# PROBLEM
Copy out the lines of the records below, word for word, from the line with "Find the blue sky" to the line with "<point>65,317</point>", including both of those lines. Give only those lines.

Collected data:
■ ■ ■ ■
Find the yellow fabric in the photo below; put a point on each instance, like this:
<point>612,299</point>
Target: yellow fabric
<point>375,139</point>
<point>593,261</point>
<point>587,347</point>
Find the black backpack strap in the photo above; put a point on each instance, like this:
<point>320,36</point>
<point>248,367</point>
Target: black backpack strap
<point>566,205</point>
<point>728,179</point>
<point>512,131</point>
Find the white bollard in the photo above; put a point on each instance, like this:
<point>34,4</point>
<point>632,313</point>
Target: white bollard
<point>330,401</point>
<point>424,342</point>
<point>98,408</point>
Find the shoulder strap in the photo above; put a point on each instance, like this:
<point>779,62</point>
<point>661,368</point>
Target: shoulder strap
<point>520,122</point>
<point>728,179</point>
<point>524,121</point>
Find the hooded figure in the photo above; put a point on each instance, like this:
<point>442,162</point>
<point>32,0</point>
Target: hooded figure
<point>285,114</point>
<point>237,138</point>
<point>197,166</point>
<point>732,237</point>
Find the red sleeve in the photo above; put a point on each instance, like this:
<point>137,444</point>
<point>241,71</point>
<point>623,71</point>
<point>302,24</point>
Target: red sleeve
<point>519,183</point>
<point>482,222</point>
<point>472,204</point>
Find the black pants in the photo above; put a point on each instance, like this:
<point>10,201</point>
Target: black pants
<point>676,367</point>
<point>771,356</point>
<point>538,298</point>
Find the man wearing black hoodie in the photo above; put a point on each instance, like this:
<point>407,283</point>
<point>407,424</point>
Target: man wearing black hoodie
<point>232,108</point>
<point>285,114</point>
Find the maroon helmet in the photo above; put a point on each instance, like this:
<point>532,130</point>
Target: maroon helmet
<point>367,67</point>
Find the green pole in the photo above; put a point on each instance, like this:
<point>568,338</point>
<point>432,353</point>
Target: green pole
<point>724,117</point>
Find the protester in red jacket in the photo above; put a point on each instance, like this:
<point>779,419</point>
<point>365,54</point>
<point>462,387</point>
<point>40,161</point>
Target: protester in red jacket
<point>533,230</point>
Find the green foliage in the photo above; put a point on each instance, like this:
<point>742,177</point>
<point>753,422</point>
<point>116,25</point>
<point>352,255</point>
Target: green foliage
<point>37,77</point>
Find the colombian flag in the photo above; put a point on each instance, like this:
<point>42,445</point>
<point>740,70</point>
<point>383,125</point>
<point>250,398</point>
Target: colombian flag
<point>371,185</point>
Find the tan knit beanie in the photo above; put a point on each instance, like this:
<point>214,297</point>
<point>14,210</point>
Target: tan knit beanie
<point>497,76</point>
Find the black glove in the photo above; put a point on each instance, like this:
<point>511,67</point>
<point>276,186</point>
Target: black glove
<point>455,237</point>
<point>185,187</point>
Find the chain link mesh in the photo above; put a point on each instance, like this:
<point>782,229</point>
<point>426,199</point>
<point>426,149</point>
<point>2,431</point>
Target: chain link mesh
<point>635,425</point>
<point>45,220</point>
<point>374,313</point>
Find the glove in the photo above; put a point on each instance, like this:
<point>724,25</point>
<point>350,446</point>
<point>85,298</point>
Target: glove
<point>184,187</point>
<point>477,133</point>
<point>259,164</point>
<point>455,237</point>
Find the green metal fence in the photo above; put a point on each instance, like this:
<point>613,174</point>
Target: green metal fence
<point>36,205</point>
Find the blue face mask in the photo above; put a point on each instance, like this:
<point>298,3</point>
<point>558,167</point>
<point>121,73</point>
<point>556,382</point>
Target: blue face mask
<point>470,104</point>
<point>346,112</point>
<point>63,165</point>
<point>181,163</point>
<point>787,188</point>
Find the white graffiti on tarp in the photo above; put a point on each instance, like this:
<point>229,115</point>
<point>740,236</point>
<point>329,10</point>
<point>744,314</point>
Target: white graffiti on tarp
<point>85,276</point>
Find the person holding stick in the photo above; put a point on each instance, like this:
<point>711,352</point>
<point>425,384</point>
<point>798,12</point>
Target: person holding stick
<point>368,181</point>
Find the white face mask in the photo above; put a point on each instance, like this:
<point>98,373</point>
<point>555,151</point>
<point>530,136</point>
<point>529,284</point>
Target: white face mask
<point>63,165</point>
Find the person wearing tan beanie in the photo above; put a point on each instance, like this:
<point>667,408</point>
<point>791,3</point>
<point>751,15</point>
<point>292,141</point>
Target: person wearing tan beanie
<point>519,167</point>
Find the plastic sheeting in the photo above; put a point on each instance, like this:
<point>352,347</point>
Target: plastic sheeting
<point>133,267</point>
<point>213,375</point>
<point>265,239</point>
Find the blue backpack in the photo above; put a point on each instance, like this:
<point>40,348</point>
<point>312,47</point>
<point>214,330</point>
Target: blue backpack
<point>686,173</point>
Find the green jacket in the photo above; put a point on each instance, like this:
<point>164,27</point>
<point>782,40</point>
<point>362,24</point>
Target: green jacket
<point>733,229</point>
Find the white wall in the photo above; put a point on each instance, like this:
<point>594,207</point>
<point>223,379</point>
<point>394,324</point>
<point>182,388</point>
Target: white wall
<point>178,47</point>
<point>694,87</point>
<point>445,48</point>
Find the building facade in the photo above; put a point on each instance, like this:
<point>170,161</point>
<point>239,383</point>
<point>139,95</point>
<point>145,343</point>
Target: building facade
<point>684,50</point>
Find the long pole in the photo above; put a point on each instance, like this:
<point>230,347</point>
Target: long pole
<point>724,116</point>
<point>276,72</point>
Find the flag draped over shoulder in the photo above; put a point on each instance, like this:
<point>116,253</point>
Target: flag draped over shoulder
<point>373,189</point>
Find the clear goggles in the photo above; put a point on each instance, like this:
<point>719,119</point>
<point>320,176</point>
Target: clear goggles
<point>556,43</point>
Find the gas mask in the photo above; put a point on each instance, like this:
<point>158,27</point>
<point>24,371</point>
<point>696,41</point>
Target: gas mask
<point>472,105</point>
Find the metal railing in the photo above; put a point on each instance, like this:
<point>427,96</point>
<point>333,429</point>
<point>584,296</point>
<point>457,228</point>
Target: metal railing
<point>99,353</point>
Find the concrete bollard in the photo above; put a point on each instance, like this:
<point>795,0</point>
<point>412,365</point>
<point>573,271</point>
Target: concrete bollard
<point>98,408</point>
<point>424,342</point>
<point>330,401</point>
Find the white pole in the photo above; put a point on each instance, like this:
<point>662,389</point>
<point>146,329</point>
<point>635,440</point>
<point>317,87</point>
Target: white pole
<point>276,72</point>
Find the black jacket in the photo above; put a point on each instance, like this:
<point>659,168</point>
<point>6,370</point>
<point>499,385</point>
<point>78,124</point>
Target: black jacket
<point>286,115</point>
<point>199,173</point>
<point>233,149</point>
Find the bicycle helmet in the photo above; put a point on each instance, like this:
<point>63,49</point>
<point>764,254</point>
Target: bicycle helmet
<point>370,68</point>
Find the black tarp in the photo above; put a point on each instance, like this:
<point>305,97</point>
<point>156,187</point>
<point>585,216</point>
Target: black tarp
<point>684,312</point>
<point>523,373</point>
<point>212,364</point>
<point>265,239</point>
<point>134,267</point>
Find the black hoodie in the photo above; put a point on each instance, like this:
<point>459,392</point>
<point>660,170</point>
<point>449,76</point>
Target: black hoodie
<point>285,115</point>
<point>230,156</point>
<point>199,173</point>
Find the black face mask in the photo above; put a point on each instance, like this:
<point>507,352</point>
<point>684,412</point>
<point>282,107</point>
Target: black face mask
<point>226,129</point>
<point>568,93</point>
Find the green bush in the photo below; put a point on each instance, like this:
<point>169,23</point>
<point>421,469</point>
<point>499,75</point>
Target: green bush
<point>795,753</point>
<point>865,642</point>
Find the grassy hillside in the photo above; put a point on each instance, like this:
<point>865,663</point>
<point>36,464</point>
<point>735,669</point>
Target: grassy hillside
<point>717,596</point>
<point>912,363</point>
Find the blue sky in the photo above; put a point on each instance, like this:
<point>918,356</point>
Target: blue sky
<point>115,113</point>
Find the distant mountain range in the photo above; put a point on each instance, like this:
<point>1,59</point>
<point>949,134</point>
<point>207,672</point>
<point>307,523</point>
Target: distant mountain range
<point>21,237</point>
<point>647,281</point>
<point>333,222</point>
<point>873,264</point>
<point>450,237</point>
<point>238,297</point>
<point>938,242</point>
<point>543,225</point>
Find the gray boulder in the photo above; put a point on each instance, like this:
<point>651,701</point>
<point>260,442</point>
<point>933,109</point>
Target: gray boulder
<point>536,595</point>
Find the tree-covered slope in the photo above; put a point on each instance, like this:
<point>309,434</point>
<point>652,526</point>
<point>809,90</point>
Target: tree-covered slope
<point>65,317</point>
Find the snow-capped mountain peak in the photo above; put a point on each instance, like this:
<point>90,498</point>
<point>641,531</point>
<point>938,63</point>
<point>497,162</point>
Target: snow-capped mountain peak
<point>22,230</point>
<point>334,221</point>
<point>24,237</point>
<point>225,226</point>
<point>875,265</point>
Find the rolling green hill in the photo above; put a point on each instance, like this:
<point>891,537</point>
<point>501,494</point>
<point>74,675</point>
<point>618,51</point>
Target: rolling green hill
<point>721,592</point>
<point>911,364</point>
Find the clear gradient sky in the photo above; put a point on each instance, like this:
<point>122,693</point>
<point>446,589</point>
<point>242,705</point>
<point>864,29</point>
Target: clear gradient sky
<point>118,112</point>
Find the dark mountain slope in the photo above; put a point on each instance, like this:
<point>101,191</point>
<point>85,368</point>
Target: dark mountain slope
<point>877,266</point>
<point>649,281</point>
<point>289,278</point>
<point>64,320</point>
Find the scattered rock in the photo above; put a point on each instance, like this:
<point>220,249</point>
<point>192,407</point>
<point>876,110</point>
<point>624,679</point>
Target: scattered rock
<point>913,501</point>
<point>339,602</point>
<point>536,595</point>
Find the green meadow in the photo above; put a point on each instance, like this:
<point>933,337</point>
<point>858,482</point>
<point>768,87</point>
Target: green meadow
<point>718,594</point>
■ ■ ■ ■
# THE SOLUTION
Find the blue sky in the photo above; put a point on each instance, like this:
<point>918,356</point>
Target: blue sky
<point>115,113</point>
Find the distant mountain range in the photo above; put a point on each instance, like this:
<point>1,59</point>
<point>949,134</point>
<point>207,672</point>
<point>307,523</point>
Target: distant mountain range
<point>21,237</point>
<point>647,281</point>
<point>333,222</point>
<point>873,264</point>
<point>450,237</point>
<point>238,297</point>
<point>938,242</point>
<point>543,225</point>
Find the gray boulder in the photo above; put a point on each instance, like this:
<point>651,701</point>
<point>260,442</point>
<point>933,109</point>
Target: gray boulder
<point>536,595</point>
Find the tree-covered slope in the photo above; put a point on each instance, like this:
<point>309,434</point>
<point>652,526</point>
<point>809,90</point>
Target: tree-covered slope
<point>65,317</point>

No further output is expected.